NUI Galway spin-out Atrian Medical raises €2.3m in seed funding

21 Oct 2019

Back from left: Barry O'Brien, Atrian Medical; Jonathon Kavanagh, WDC; Ken Coffey, Atrian Medical; Alan Hobbs, Enterprise Ireland; Declan Quinn, Xenium Capital. Front: John Reilly, Atrian Medical; and Eimear Gleeseon, Atlantic Bridge. Image: Aengus McMahon

Atrian Medical will begin clinical trials with its solution for atrial fibrillation. The Galway-based company also plans to expand and hire.

On Monday (21 October), Irish medical device company Atrian Medical announced that it has closed €2.3m in seed funding.

The seed round was led by Western Development Commission (WDC) and Mayo Clinic Ventures. There was also participation from Atlantic Bridge University Fund, Enterprise Ireland and Xenium Capital.

Speaking to, Atrian Medical CEO Ken Coffey said that the funding would be used to commercialise the company’s treatment for atrial fibrillation, or irregular heartbeat. The investment will support the company through first-in-human trials of its medtech device, which was conceived at the Mayo Clinic in the US.

The first patients treated with the device will be treated within one year. This trial will be carried out in collaboration with specialists in the University of Amsterdam Academic Medical Centre and Na Homolce Hospital in Prague.

The funding will also fuel expansion and hiring efforts within the company. “We’ll definitely be expanding and hiring both on the engineering side and the clinical regulatory side of things,” Coffey said.

‘A major paradigm shift’ 

When asked about the potential impact that the €2.3m funding could have on the future of Atrian Medial, Coffey added: “If we are successful with our clinical trial, this is going to be a major paradigm shift in the treatment of atrial fibrillation. It should be more efficacious and more long lasting [than existing treatments].”

The irregular heartbeat of atrial fibrillation causes patients to have palpitations, weakness, fatigue and dizziness. It affects 2pc of the population under the age of 65, and 9pc of the population over the age of 65. Patients with atrial fibrillation are five times more likely to experience a stroke due to the formation of blood clots.

The existing treatment options include anti-arrhythmic drugs and cardiac ablation. Atrian Medical said that these treatments have “limited efficacy and are associated with significant complications and repeat treatments”.

As a result, it said there is a large unmet need and market opportunity for new approaches to treatment. Atrian Medical’s device selectively treats five specific locations on the outside surface of the heart, where atrial fibrillation initiates. The device delivers short and precise electrical signals that ‘knock-out’ hyperactive neuronal cells at these locations.

[Free-text descriptions of objects]
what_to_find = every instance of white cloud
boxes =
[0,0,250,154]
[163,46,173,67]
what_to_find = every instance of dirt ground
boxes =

» **WORK TASK**: Continue the article on Atrian Medical's seed funding from its last sentence.

» **TASK RESPONSE**:
“This reduces the overall ‘sensitivity’ of the heart to atrial fibrillation, providing a long-term and durable treatment as these hyperactive cells will not regenerate,” the company added.


Coffey said: “We would like to thank Mayo Clinic Ventures, Enterprise Ireland, WDC, Atlantic Bridge, Xenium Capital and our angel investors for their tremendous support of Atrian.”

Atrian Medical co-founder and CTO Barry O’Brien added: “Our technology targets the source of the problem bringing together technical developments relating to pulsed electric fields and recent scientific findings in the field of cardiac electrophysiology. Several years of excellence at Mayo Clinic and NUI Galway gives us the confidence to bring this forward for patient trials.”

Dr Eimear Gleeson of the Atlantic Bridge University Fund said: “I am pleased to welcome NUI Galway spin-out Atrian Medical to the Atlantic Bridge University Fund portfolio.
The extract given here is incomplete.